→ DATA UNDER STUDY:
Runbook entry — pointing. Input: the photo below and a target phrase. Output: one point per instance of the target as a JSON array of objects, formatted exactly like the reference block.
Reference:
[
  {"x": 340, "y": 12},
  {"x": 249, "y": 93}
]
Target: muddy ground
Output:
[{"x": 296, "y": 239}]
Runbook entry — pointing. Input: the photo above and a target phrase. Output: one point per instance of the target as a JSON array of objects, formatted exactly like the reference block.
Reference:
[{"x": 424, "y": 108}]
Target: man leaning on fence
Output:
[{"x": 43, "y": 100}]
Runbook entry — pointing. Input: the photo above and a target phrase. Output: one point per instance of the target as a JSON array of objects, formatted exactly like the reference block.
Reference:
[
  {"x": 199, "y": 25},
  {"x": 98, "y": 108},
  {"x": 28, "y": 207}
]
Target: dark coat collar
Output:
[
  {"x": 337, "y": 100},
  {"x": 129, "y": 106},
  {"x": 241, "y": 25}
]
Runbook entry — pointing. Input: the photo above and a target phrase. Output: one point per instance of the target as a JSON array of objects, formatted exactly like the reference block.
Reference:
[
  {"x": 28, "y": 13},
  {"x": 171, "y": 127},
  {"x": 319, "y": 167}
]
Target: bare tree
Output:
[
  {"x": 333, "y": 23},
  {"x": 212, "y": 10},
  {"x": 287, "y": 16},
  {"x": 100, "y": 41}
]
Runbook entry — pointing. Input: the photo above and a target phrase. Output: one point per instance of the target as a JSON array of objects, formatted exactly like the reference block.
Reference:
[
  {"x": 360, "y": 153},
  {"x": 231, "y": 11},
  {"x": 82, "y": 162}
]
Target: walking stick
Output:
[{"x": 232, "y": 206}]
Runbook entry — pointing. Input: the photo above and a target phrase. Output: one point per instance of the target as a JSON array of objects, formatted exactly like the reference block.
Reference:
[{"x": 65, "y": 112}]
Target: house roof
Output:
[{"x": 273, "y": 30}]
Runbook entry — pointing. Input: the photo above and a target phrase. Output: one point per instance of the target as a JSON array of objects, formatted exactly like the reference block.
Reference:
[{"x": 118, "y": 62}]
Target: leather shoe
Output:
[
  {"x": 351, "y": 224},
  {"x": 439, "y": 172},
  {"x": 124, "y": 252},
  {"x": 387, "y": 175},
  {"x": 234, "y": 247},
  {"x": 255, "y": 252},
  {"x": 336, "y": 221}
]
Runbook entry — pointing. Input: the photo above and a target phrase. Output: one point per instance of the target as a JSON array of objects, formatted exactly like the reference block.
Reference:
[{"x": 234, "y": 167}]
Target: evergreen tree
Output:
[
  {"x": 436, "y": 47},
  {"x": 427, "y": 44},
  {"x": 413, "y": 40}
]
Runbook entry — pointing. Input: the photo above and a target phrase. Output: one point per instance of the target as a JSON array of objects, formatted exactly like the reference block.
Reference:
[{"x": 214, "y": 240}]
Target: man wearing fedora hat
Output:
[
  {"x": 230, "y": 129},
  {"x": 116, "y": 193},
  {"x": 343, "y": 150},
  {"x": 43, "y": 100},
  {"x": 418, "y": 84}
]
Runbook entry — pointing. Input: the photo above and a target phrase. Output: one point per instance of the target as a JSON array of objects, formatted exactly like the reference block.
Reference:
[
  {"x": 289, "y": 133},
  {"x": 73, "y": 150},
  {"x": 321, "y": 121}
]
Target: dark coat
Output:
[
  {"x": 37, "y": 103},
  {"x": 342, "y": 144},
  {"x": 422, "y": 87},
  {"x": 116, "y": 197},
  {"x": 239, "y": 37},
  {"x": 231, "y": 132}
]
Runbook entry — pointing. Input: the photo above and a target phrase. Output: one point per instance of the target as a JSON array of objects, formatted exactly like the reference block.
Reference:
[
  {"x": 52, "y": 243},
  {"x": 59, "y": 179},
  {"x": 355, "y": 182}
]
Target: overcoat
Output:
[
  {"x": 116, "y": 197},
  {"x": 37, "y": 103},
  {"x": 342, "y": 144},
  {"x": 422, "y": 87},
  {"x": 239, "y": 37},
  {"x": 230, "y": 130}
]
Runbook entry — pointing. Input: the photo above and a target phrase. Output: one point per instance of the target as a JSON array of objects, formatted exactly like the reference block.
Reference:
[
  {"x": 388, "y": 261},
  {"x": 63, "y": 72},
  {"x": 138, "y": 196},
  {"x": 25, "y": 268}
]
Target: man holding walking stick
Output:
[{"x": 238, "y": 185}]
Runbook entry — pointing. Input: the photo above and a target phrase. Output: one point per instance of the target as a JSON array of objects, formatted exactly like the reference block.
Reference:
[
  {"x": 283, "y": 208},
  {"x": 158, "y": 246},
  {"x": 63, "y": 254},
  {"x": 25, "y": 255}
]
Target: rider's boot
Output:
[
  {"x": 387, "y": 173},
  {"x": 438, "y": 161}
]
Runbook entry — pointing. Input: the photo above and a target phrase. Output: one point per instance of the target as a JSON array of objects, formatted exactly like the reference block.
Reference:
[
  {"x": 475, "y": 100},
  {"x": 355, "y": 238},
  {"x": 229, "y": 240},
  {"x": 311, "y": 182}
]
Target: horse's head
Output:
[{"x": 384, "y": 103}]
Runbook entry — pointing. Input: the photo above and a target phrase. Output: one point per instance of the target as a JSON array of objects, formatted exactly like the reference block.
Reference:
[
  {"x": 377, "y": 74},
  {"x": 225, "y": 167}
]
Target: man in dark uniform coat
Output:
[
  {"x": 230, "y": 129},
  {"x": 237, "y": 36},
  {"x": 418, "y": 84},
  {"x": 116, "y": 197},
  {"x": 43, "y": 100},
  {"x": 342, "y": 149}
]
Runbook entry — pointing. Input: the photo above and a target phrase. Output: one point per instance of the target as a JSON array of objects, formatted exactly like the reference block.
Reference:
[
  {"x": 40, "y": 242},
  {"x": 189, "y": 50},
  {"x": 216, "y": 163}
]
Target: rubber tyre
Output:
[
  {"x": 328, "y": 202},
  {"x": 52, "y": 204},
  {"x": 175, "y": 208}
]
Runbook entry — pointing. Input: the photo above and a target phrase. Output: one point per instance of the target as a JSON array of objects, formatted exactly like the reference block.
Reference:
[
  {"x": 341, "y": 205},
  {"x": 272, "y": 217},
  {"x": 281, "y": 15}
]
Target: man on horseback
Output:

→ WHAT IS REQUIRED:
Go through the listing above line by line and say how many lines hold the word "dark". Reply with that number only.

→ PROBLEM SOLUTION:
3